■ Gestellte Aufgabe 1
Beantworte anhand des Threads zu Wartezeiten bei Rose:
(a) Mit welcher Lieferzeit war das Rose Count Solo im ersten Beitrag angegeben?
(b) Nach wie vielen Tagen erhielt sepp0 eine Antwort per Mail?
(c) Mit welchem Rad will DeKu1984 dieses Jahr noch fahren?

■ Dokument

┄┄┄┄┄┄┄┄┄┄┄┄┄┄┄┄┄┄┄┄

# Wartezeit bei Rose?



## Emilkasulzke (22. Juni 2020)

Hallo zusammen
ich habe mir vor einiger Zeit ein Rose count Solo bestellt, das war mit 3 Wochen Lieferzeit angegeben. Auf meiner Bestellübersicht wird das Rad als „wartet“ mit Lieferdatum gleich Bestelldatum angezeigt. Meine Rückfragen per email zum Liefertermin hat Rose bislang nicht beantwortet. Andere Teile der gleichen Bestellung wurden übrigens  umgehend geliefert.
Ich verstehe ja, dass alle Welt grade Räder kauft und die Hersteller im Stress sind, die Infos online sollten aber trotzdem aussagekräftig sein. 
Was ist eure Erfahrung, was das „wartet“ bedeutet -  „dauert noch ewig“, „kein Plan“? Sieht man bei Rose normalerweise, wann das Rad zusammengebaut wird?
 Gruß,
emil


----------



## sepp0 (22. Juni 2020)

Hab zurzeit ähnliches Problem.
Hab dort Teile bestellt, Lieferzeit war mit einer Woche abgegeben. 
Mittlerweile warte ich schon fast 4 Wochen, und eine Antwort per Mail habe ich nach 11 Tagen erst bekommen. 
Ist bei mir jetzt nicht so eilig aber nervt trotzdem.


----------



## MTB-News.de




----------



## ziploader (22. Juni 2020)

Ja, die Leiferzeiten sind momentan echt extrem. Am 10. wurde es verschickt. Aktuell noch nicht über die schweizer Grenze!!!


----------



## Emilkasulzke (4. Juli 2020)

Auflösung: Rad wurde nach gut drei Wochen geliefert, passt also etwa zur Lieferzeit, die ursprünglich angegeben war. 
Die Angaben im Kundenportal zur Bestellung sind halt schlecht, das ist etwas unschön. 
emil


----------



## ziploader (20. Juli 2020)

Aktuell: Dieses Bike ist heiß begehrt. Daher können wir dir heute leider noch keinen Liefertermin nennen.

Bei diversen Modellen...


----------



## DeKu1984 (26. Juli 2020)

Ja ist momentan schwierig. 
Ich werde mein Count Solo 3 wohl erst zur neuen Saison fahren können. 
Liefertermin würde per Email auf die 47.-48.Kw gesetzt. 
Naja dann werde ich dieses Jahr noch mit meinem Focus Cypress Ht 3.0 rumfahren.


----------



## ziploader (11. August 2020)

Inzw. ist mein Pikes Peak eingetroffen. 
Wenn man auf die Homepage schaut, kann man aktuell die Bikes nicht mehr Konfigurieren. Also auch kein Vorteil gegenüber Canyon.
Und telefonisch erreicht man auch niemand...


----------



## DeKu1984 (11. August 2020)

Das freut mich für dich. Wie lange musstest du warten?
Die Frage ist, hätte ich das bike schneller bekommen wenn ich es bei rose abgeholt hätte? ?‍♂️


----------



## ziploader (11. August 2020)

DeKu1984 schrieb:


> Das freut mich für dich. Wie lange musstest du warten?

┄┄┄┄┄┄┄┄┄┄┄┄┄┄┄┄┄┄┄┄

■ Angezeigte Informationen
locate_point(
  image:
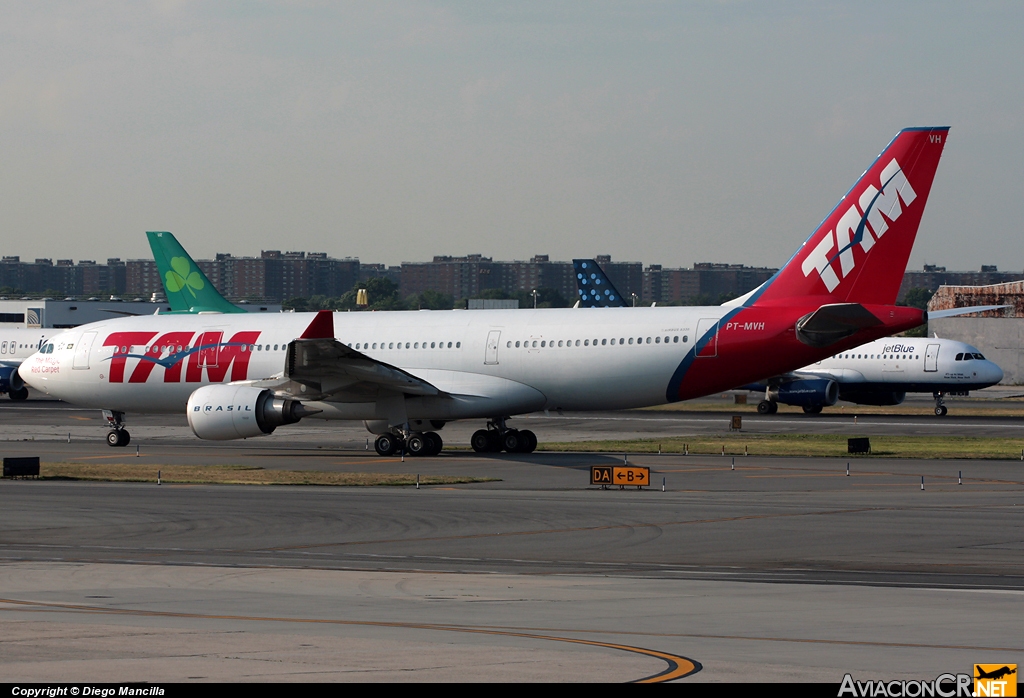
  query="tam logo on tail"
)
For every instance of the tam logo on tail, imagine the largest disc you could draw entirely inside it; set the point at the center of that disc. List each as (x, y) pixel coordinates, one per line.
(877, 209)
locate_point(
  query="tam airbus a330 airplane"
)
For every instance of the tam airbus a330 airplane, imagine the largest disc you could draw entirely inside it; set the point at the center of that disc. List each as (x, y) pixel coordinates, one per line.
(880, 373)
(406, 374)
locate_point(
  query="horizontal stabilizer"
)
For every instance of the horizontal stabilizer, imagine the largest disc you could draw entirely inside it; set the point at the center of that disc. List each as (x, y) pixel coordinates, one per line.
(322, 328)
(832, 323)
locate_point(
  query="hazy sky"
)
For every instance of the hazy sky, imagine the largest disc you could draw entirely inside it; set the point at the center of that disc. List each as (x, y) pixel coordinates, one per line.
(662, 132)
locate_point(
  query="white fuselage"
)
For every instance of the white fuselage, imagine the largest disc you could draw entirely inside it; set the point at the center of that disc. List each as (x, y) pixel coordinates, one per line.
(495, 361)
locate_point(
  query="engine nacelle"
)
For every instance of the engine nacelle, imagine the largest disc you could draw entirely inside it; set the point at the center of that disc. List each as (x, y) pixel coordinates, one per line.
(9, 380)
(220, 412)
(807, 393)
(876, 397)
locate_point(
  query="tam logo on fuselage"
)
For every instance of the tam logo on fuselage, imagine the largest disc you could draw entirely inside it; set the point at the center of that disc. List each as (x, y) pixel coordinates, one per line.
(868, 215)
(209, 354)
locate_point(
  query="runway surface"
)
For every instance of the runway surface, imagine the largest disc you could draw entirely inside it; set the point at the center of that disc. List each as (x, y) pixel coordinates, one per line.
(780, 569)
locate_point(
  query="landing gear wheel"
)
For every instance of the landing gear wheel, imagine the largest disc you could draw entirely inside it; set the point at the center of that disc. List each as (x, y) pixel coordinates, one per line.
(482, 441)
(418, 444)
(118, 438)
(386, 444)
(435, 443)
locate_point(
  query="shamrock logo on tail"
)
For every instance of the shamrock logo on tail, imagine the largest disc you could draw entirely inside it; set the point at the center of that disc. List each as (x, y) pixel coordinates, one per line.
(179, 277)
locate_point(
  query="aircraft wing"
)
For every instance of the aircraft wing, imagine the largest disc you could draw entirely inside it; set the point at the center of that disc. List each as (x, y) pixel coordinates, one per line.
(317, 366)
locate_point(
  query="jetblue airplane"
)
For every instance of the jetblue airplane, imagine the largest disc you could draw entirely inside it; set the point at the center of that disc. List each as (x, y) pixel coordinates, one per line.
(880, 373)
(407, 374)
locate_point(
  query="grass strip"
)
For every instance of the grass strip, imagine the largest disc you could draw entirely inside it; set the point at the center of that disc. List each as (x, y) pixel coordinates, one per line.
(238, 475)
(812, 445)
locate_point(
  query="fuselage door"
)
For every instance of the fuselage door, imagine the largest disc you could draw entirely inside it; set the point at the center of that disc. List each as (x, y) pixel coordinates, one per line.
(705, 325)
(491, 353)
(82, 350)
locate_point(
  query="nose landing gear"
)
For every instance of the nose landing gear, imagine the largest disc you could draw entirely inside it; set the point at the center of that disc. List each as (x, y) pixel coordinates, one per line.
(498, 437)
(415, 443)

┄┄┄┄┄┄┄┄┄┄┄┄┄┄┄┄┄┄┄┄

■ Gestellte Aufgabe 2
Gib alle Zeilen der Auflistung zurück, in denen das Wort „hazy“ vorkommt.

■ Ergebnis 1
(a) 3 Wochen
(b) Nach 11 Tagen
(c) Mit seinem Focus Cypress Ht 3.0

■ Ergebnis 2
  query="hazy sky"
For every instance of the hazy sky, imagine the largest disc you could draw entirely inside it; set the point at the center of that disc. List each as (x, y) pixel coordinates, one per line.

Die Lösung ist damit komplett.